SOURCE EXTRACT:

[Start of Attachment]

It would appear that the grievor came within the provisions of the opening paragraph of article 77.2, and of Clause (b) thereof. The issue is whether or not he also came within Clause (c) (1), (Clauses (c) (2) and (c) (3) not being material in this case). Having booked fit for duty at 0150 hours on the holiday, the grievor was "available for duty" for most, although not all, of the day. All assignments which would be manned by unassigned crews (and the grievor was in unassigned service), were cancelled on that day.

It is the Company's position that the grievor was not entitled to holiday pay for the day in question (a general holiday), because he was not "available" within the meaning of article 77.2 (c) (1 on that day; that is, he was not available throughout the whole of the day.

The grievor himself, as the Company argues, was not "cancelled", but with respect that would not appear to be an apt use of the term in the circumstances. It does appear that any run which he might have taken was cancelled. Certainly, he was required to be available to protect service if any were required. Whether or not such service was in fact required, the grievor would still have to be "available", in order to be entitled to holiday pay.

The grievor was available, so it appears, for over twenty-two hours of the day. While article 77.2 (c) (1), read by itself, might be read as requiring availability for the whole twenty-four hours of the calendar day of the holiday, a reading of article 77.2 as a whole suggests that such an interpretation is too restrictive. It is to be remembered that the article provides for holiday pay for those who have already earned the holiday by virtue of entitlement to wages in accordance with article 77.2 (a) or (b). Article 77.2 (c) (2) restricts the amount of rest (consecutive with a preceding shift or tour of duty) which may be booked, and which might impinge on the holiday – where the rest booked is in excess of twelve hours. That contemplates, I think, that there might properly be circumstances where an employee could book rest (not more than twelve hours) which could limit his availability for part of the general holiday.

[End of Attachment]

(Saved data entries)
[Start of Attachment]

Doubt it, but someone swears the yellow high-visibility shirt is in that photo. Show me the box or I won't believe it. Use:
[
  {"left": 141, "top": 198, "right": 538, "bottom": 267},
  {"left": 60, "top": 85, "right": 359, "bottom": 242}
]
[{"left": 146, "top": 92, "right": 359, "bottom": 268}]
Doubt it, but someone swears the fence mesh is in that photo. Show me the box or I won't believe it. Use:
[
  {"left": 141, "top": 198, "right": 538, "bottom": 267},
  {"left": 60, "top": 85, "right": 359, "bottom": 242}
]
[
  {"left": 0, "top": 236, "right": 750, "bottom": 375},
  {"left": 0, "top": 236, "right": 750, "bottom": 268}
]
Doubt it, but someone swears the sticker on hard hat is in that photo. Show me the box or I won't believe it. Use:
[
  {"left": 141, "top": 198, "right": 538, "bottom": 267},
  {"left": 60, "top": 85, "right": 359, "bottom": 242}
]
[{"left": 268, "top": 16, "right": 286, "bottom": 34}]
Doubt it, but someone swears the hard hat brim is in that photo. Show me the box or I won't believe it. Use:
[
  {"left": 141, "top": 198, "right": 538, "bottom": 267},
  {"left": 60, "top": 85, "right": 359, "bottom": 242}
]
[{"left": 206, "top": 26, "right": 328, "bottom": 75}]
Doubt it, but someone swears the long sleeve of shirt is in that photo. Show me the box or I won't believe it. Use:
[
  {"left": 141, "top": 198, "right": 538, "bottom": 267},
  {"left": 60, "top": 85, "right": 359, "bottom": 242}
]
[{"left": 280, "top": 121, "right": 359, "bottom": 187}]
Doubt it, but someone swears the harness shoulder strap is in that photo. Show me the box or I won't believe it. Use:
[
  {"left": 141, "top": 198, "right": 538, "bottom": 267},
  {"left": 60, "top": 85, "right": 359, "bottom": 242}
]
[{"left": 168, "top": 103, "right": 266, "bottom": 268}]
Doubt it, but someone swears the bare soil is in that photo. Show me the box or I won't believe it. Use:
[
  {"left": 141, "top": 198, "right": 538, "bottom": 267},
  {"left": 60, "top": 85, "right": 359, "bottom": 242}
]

[End of Attachment]

ACTIVITY:
Answer these questions from the holiday pay excerpt:
1. At what time did the grievor book fit for duty on the holiday?
2. For how much of the day does the excerpt say the grievor was available?
3. According to the excerpt, what amount of booked rest does article 77.2 (c) (2) apply to?

EXERCISE SOLUTION:
1. 0150 hours.
2. Over twenty-two hours.
3. Rest in excess of twelve hours.